### Aim of the task
Write out the listing below word for word, omitting the pictures.

### Input for this task

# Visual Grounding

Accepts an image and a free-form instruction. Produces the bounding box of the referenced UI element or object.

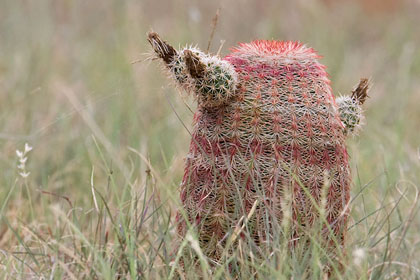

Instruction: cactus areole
[148,32,368,259]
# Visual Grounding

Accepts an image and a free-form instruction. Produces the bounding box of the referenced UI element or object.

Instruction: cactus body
[149,32,363,259]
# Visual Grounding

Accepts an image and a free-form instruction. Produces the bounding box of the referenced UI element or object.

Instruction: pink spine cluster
[149,32,368,259]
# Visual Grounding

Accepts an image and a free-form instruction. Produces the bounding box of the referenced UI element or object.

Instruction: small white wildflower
[353,248,366,265]
[25,143,32,154]
[19,171,31,178]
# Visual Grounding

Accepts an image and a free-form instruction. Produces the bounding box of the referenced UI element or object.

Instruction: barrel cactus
[148,32,368,260]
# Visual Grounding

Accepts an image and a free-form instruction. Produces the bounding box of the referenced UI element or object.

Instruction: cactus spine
[149,33,367,260]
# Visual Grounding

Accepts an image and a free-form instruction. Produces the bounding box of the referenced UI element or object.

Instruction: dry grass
[0,0,420,279]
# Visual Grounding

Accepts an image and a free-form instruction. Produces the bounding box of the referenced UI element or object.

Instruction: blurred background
[0,0,420,272]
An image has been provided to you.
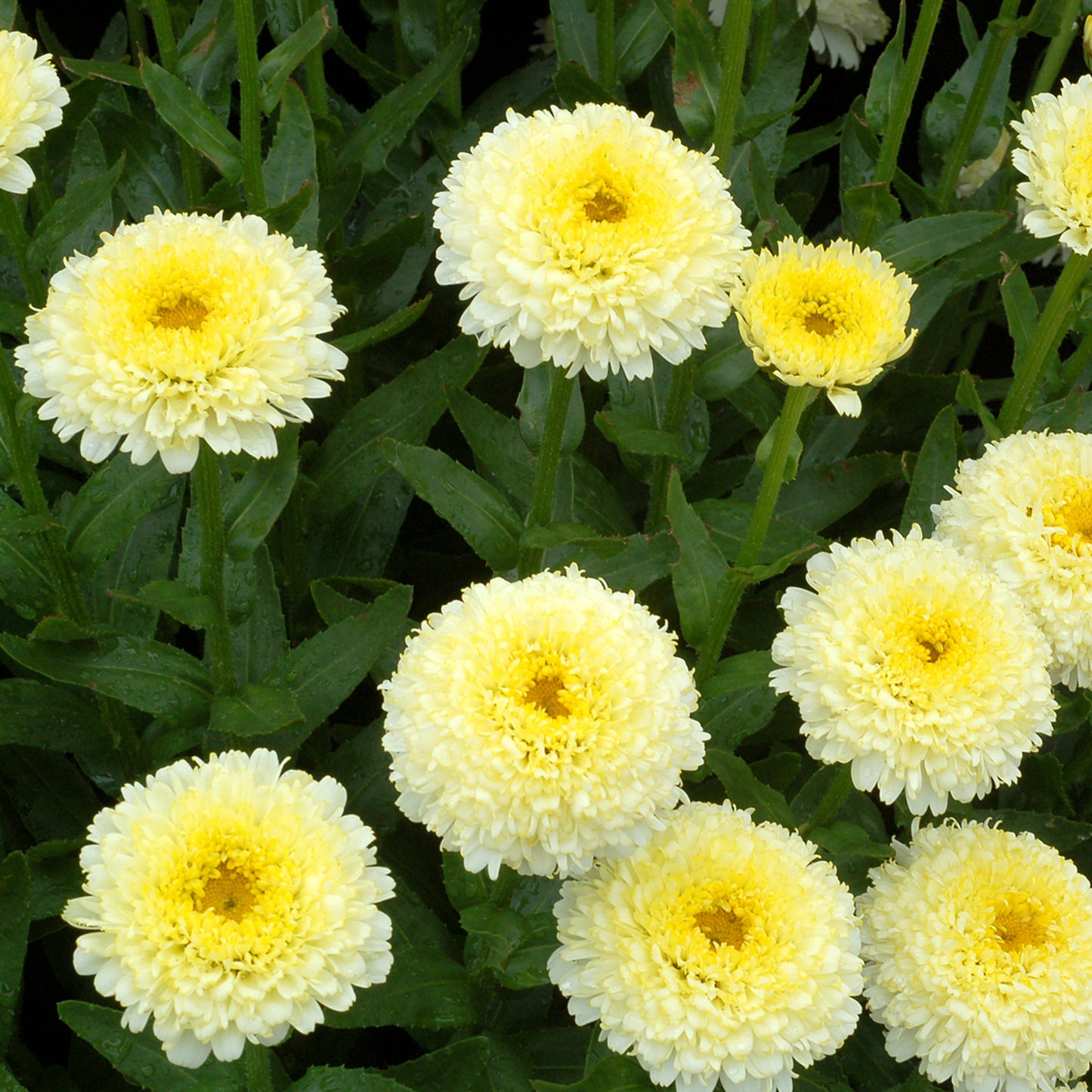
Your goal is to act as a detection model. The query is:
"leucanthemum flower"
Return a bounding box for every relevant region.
[436,104,750,379]
[709,0,891,69]
[15,209,346,474]
[380,566,709,877]
[0,30,69,193]
[548,802,863,1092]
[62,750,394,1067]
[1013,76,1092,255]
[770,524,1057,815]
[933,432,1092,689]
[859,822,1092,1092]
[732,239,917,417]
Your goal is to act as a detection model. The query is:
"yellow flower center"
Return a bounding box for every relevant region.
[152,295,209,329]
[584,182,626,224]
[1062,125,1092,204]
[1043,475,1092,557]
[198,866,255,922]
[523,675,569,721]
[694,906,747,948]
[993,891,1050,952]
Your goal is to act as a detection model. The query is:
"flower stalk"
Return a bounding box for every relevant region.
[645,355,694,534]
[235,0,265,212]
[694,385,815,688]
[935,0,1020,211]
[997,252,1092,432]
[190,442,235,694]
[520,367,576,577]
[713,0,753,166]
[857,0,942,247]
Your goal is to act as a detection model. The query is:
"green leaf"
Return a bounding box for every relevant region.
[338,26,472,175]
[0,678,111,753]
[705,747,796,830]
[326,896,481,1026]
[0,635,212,722]
[57,1001,247,1092]
[387,1035,531,1092]
[900,407,959,536]
[667,469,729,648]
[26,156,125,277]
[333,292,432,353]
[262,586,413,729]
[1001,258,1038,376]
[549,0,599,79]
[209,682,304,736]
[140,57,243,182]
[285,1066,410,1092]
[558,531,678,592]
[0,853,30,1056]
[258,8,331,113]
[64,459,175,572]
[3,746,101,842]
[383,441,523,572]
[224,428,299,561]
[309,338,486,518]
[672,0,721,144]
[531,1053,656,1092]
[865,5,906,135]
[615,0,672,84]
[874,212,1009,273]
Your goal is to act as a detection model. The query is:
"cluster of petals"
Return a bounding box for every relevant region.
[933,432,1092,688]
[709,0,891,69]
[15,209,348,473]
[0,30,69,193]
[62,749,394,1067]
[1013,76,1092,255]
[548,802,863,1092]
[381,566,707,877]
[771,525,1057,815]
[859,821,1092,1092]
[435,103,750,379]
[732,239,917,417]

### Correct output
# Visual Grounding

Accepts an image and a free-form instruction. Produces the bounding box of the referenced UI element or object.


Instruction: cactus areole
[148,32,368,259]
# Visual Grounding

Accepts an image and a free-form instruction. Produces the bounding box of the referenced UI element or object.

Instruction: cactus body
[149,32,363,259]
# Visual Grounding

Accepts an image and a free-form instruction. Produces the bounding box of the referenced UI element or object.

Instruction: pink spine cluster
[149,32,368,259]
# Visual Grounding

Accepts an image and a free-form instruction. Produces the bounding box of the referenced UI element or object.

Instruction: small white wildflower
[353,248,366,265]
[25,143,32,154]
[19,171,31,178]
# Visual Grounding

Accepts an image and a free-form instruction. Produces the bounding box of the referenced UI element or object.

Instruction: barrel cactus
[148,32,368,260]
# Visual Grounding

Accepts an image and a free-form instruction. Produces the bounding box of the referenced UI element or object.

Instruction: cactus spine
[149,33,367,260]
# Visual Grounding

Accepts an image and a free-form instruction. Produces the bounding box of the referenced UI element or object.

Instruction: dry grass
[0,0,420,279]
# Visual Grounding

Accepts an image and a free-form instruction. Produces the bounding box of the referenced UI element or object.

Instruction: blurred background
[0,0,420,272]
An image has been provided to you.
Your goal is to act as a detection model. The query is:
"leucanthemum flower"
Return a bounding box for every relevant region.
[436,104,750,379]
[709,0,891,69]
[15,209,346,474]
[380,566,709,877]
[0,30,69,193]
[548,802,863,1092]
[62,750,394,1067]
[1013,76,1092,255]
[770,524,1057,815]
[933,432,1092,689]
[859,822,1092,1092]
[732,239,917,417]
Your goal is to act as a detection model. The query is:
"yellow flower center"
Return a bounding box for every relevant region.
[152,295,209,329]
[584,182,626,224]
[1062,125,1092,204]
[1043,475,1092,557]
[198,866,255,922]
[523,675,569,721]
[694,906,747,948]
[993,891,1050,952]
Your goal is to act as a detection model. The query is:
"flower stalk"
Return a bounding box for every relevant region.
[645,355,694,534]
[235,0,265,212]
[694,385,815,688]
[935,0,1020,211]
[997,252,1092,432]
[190,442,235,694]
[520,367,576,577]
[713,0,753,166]
[857,0,942,247]
Your goal is to act as a detection model. The query is:
"green leaf"
Return a bounding box for every relevant region.
[338,26,472,175]
[0,678,111,753]
[705,747,796,830]
[326,896,481,1026]
[0,635,212,722]
[57,1001,247,1092]
[387,1035,531,1092]
[900,407,959,536]
[667,469,729,648]
[26,156,125,277]
[333,292,432,353]
[262,586,413,729]
[1001,258,1038,376]
[549,0,599,79]
[209,682,304,736]
[140,57,243,182]
[285,1066,410,1092]
[558,531,678,592]
[0,853,30,1056]
[258,8,331,113]
[64,459,175,572]
[3,746,101,842]
[383,441,523,572]
[224,428,299,561]
[309,338,486,518]
[672,0,721,144]
[531,1053,656,1092]
[865,5,906,135]
[615,0,672,84]
[874,212,1009,273]
Your goal is to act as a detection model. The query is:
"cluster of petals"
Return a bounding box for every relevant region.
[933,432,1092,688]
[709,0,891,69]
[15,209,348,473]
[0,30,69,193]
[62,749,394,1067]
[1013,76,1092,255]
[548,802,863,1092]
[381,566,707,877]
[771,525,1057,815]
[859,821,1092,1092]
[435,103,750,379]
[732,239,917,417]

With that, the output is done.